* [TASK STATEMENT]
Find the line containing "[point] every instance of the blue". Retype it and every line after it through the end of the entries, exactly as written, with nothing added.

* [SUPPLIED RECORDS]
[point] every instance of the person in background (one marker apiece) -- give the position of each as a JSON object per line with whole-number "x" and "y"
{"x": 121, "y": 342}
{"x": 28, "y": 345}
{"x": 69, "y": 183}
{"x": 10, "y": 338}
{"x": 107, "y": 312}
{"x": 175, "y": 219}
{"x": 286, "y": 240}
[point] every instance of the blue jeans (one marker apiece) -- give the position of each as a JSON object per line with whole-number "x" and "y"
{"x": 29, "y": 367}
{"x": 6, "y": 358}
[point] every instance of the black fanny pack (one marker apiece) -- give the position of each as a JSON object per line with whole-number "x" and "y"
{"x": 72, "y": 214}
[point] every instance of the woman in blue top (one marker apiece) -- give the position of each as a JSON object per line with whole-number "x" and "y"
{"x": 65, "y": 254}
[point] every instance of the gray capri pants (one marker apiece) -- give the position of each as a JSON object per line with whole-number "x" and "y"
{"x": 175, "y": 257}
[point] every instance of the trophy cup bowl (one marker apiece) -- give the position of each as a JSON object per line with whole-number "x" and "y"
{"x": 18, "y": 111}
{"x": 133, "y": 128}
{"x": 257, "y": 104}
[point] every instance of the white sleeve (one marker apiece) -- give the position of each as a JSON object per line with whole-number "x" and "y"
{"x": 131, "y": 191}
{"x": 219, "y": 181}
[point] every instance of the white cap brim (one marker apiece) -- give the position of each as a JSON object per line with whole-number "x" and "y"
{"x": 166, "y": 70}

* [WRITTEN RESPONSE]
[point] every instance of the blue jeans (one marker apiece) -- give the position of each as a JSON object per line with whole-number "x" and "y"
{"x": 29, "y": 367}
{"x": 6, "y": 358}
[point] every instance of the black fanny pack (one marker apiece) -- give the position of each as a JSON object per line with whole-number "x" and "y"
{"x": 72, "y": 214}
[point] every instance of the woman in blue top (one marker apiece) -- give the position of each as a JSON object per line with whole-number "x" and "y"
{"x": 65, "y": 254}
[point] every instance of the gray capri pants (one marker apiece) -- give the position of each as a JSON object per line with whole-number "x" and "y"
{"x": 175, "y": 257}
[point] every instance of the trophy cup bowl (one marker apiece) -- give the position of each as a JSON object per line with whole-number "x" and "y"
{"x": 18, "y": 111}
{"x": 133, "y": 128}
{"x": 257, "y": 104}
[point] every instance of the white sleeve (one marker apiece) -- give the position of each as a JSON object per line with whole-number "x" and "y"
{"x": 131, "y": 191}
{"x": 219, "y": 181}
[point] every instance of the white cap brim (one marker apiece) -- give the position of each as a JSON object per line with whole-number "x" and "y"
{"x": 166, "y": 70}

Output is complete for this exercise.